Stated problem: Turn every line of the listing below into a Markdown table with two columns, Row and Line, giving each line a row number and leaving out any blank lines.

□ □ □

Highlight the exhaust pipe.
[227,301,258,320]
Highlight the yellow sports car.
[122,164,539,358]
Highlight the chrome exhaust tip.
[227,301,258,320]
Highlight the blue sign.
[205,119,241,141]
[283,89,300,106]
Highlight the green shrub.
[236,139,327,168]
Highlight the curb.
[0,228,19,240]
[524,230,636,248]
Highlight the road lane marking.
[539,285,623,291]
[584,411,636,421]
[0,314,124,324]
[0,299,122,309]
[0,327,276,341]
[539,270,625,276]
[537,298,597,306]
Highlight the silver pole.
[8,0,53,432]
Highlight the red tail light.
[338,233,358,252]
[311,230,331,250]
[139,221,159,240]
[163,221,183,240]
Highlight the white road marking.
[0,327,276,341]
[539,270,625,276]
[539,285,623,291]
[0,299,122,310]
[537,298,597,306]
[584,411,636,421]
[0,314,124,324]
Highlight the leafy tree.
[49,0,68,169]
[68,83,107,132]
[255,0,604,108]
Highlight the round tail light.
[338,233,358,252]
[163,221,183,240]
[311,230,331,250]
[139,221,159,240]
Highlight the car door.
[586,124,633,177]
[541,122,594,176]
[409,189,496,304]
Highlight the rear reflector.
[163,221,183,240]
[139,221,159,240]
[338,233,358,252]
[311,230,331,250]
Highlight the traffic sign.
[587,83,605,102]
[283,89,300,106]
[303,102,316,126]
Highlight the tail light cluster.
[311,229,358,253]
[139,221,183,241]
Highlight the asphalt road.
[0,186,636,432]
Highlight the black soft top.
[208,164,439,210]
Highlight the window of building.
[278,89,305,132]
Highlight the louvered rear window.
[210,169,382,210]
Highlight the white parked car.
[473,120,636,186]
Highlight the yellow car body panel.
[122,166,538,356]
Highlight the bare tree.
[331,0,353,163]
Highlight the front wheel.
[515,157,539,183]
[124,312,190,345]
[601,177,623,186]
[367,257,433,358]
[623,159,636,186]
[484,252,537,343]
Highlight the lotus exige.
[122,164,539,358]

□ □ □

Solution to this task:
| Row | Line |
|---|---|
| 1 | Highlight the exhaust pipe. |
| 2 | [227,301,258,320] |
| 3 | Highlight the yellow sports car. |
| 4 | [122,164,539,358] |
| 5 | Highlight the chrome exhaust tip. |
| 6 | [227,301,258,320] |
| 7 | Highlight the blue sign. |
| 8 | [205,119,241,141] |
| 9 | [283,89,300,106] |
| 10 | Highlight the green shrub. |
| 11 | [236,139,327,168] |
| 12 | Highlight the curb. |
| 13 | [0,228,19,240] |
| 14 | [524,230,636,248] |
| 15 | Highlight the road lane marking. |
| 16 | [539,285,623,291] |
| 17 | [584,411,636,421] |
| 18 | [0,314,124,324] |
| 19 | [0,299,122,309] |
| 20 | [0,327,276,341] |
| 21 | [539,270,625,276] |
| 22 | [537,298,597,306] |
| 23 | Highlight the silver pole. |
| 24 | [8,0,53,432] |
| 25 | Highlight the red tail light. |
| 26 | [338,233,358,252] |
| 27 | [311,230,331,250] |
| 28 | [139,221,159,240] |
| 29 | [163,221,183,240] |
| 30 | Highlight the white road marking. |
| 31 | [0,327,276,341] |
| 32 | [539,270,625,276] |
| 33 | [539,285,623,291] |
| 34 | [0,299,122,310] |
| 35 | [537,298,597,306] |
| 36 | [584,411,636,421] |
| 37 | [0,314,124,324] |
| 38 | Highlight the leafy tree. |
| 39 | [49,0,68,169] |
| 40 | [68,83,107,132] |
| 41 | [255,0,604,108] |
| 42 | Highlight the round tail light. |
| 43 | [338,233,358,252] |
| 44 | [163,221,183,240] |
| 45 | [311,230,331,250] |
| 46 | [139,221,159,240] |
| 47 | Highlight the car door. |
| 48 | [586,124,633,177] |
| 49 | [541,122,594,176] |
| 50 | [409,189,496,304] |
| 51 | Highlight the rear reflector. |
| 52 | [163,221,183,240] |
| 53 | [139,221,159,240] |
| 54 | [338,233,358,252] |
| 55 | [311,230,331,250] |
| 56 | Highlight the traffic sign. |
| 57 | [587,83,605,102] |
| 58 | [283,89,300,106] |
| 59 | [303,102,316,126] |
| 60 | Highlight the tail light cluster. |
| 61 | [311,229,358,253] |
| 62 | [139,221,183,241] |
| 63 | Highlight the asphalt road. |
| 64 | [0,186,636,432] |
| 65 | Highlight the black soft top. |
| 66 | [208,164,439,210] |
| 67 | Highlight the window of building. |
| 68 | [278,89,305,132] |
| 69 | Highlight the louvered rear window. |
| 70 | [210,169,382,210] |
| 71 | Highlight the white parked car. |
| 72 | [473,120,636,186] |
| 73 | Highlight the yellow car body panel. |
| 74 | [122,166,538,356] |
| 75 | Highlight the bare tree. |
| 76 | [331,0,353,163] |
| 77 | Highlight the front wheel. |
| 78 | [515,157,539,183] |
| 79 | [124,312,190,345] |
| 80 | [601,177,623,186] |
| 81 | [367,257,433,358] |
| 82 | [623,159,636,186] |
| 83 | [484,252,537,343] |
| 84 | Highlight the lotus exige. |
| 85 | [122,164,539,358] |